Written task: Return everything from "Even if we did" down to "least complex approach." in the Kafka Connect schema inferencing thread below, word for word.

Source extract:
[START]

You are viewing a plain text version of this content. The canonical link for it is here.
Posted to dev@kafka.apache.org by Allen Tang <na...@gmail.com> on 2018/05/14 18:58:09 UTC

[DISCUSS] KIP-301 Schema Inferencing in JsonConverters

Hi,

I just opened a KIP to add Schema Inferencing in JsonConverters for
Kafka Connect.

The details of the proposal can be found here:
https://cwiki.apache.org/confluence/display/KAFKA/KIP-301%3A+Schema+Inferencing+for+JsonConverter

Also, I have created a -

1.) JIRA ticket: https://issues.apache.org/jira/browse/KAFKA-6895

2.) Provisional PR with initial discussion:
https://github.com/apache/kafka/pull/5001

Looking forward to the community's feedback! Cheers!

-Allen

Re: [DISCUSS] KIP-301 Schema Inferencing in JsonConverters

Posted by Randall Hauch <rh...@gmail.com>.
There are lots of potential details/gotchas here, with no obvious defaults.
Even if we did have optional configs for the type(s) to use for empty
arrays and null values, how likely is it that those would apply for all
occurrences? Two fields might have empty arrays, but the best schema for
each might be different.

Allowing the user to specify a schema makes sense as a powerful fallback,
though it wouldn't be the most usable for cases where you might just want
to correct one thing.

I think we should pick one approach that works. If we can't find a simple
way for a few configuration options to work in nearly all cases, then
perhaps the explicit schema override is the least complex approach.

I'd like to hear what other people think.

Randall

On Tue, May 15, 2018 at 4:37 PM, Allen Tang <na...@gmail.com> wrote:

> I've went through several iterations of back-and-forth with @rhauch on the
> PR and on Confluent's Slack Community. The current thinking is that
> assuming
> an empty array is a String array is not necessarily the best option, nor is
> assuming that all null values in a JSON node is a String.
>
> We might be able to account for these potentially false
> assumptions/inferences by introducing new task properties (with
> value.converter prefix) that explicitly define overrides for either
> specific json field keys, or give the option for Kafka Connect users to
> provide a full immutabl schema they know are true for the topics impacted
> by the Sink Connector.

[END]

Data section:

[START]

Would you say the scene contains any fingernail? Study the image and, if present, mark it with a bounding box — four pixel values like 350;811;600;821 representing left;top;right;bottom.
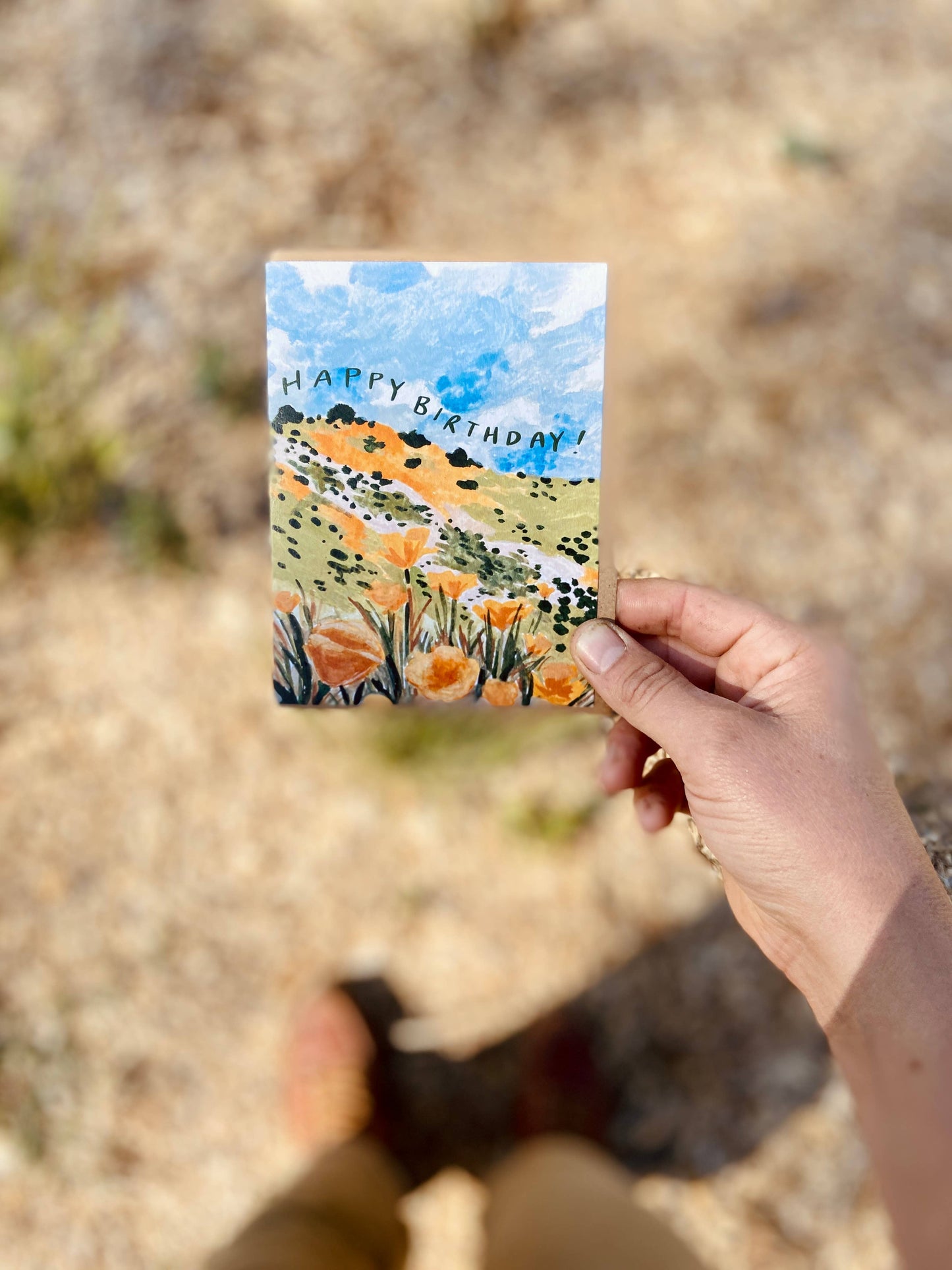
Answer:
573;621;625;674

[END]

Exercise output:
Even if we did have optional configs for the type(s) to use for empty
arrays and null values, how likely is it that those would apply for all
occurrences? Two fields might have empty arrays, but the best schema for
each might be different.

Allowing the user to specify a schema makes sense as a powerful fallback,
though it wouldn't be the most usable for cases where you might just want
to correct one thing.

I think we should pick one approach that works. If we can't find a simple
way for a few configuration options to work in nearly all cases, then
perhaps the explicit schema override is the least complex approach.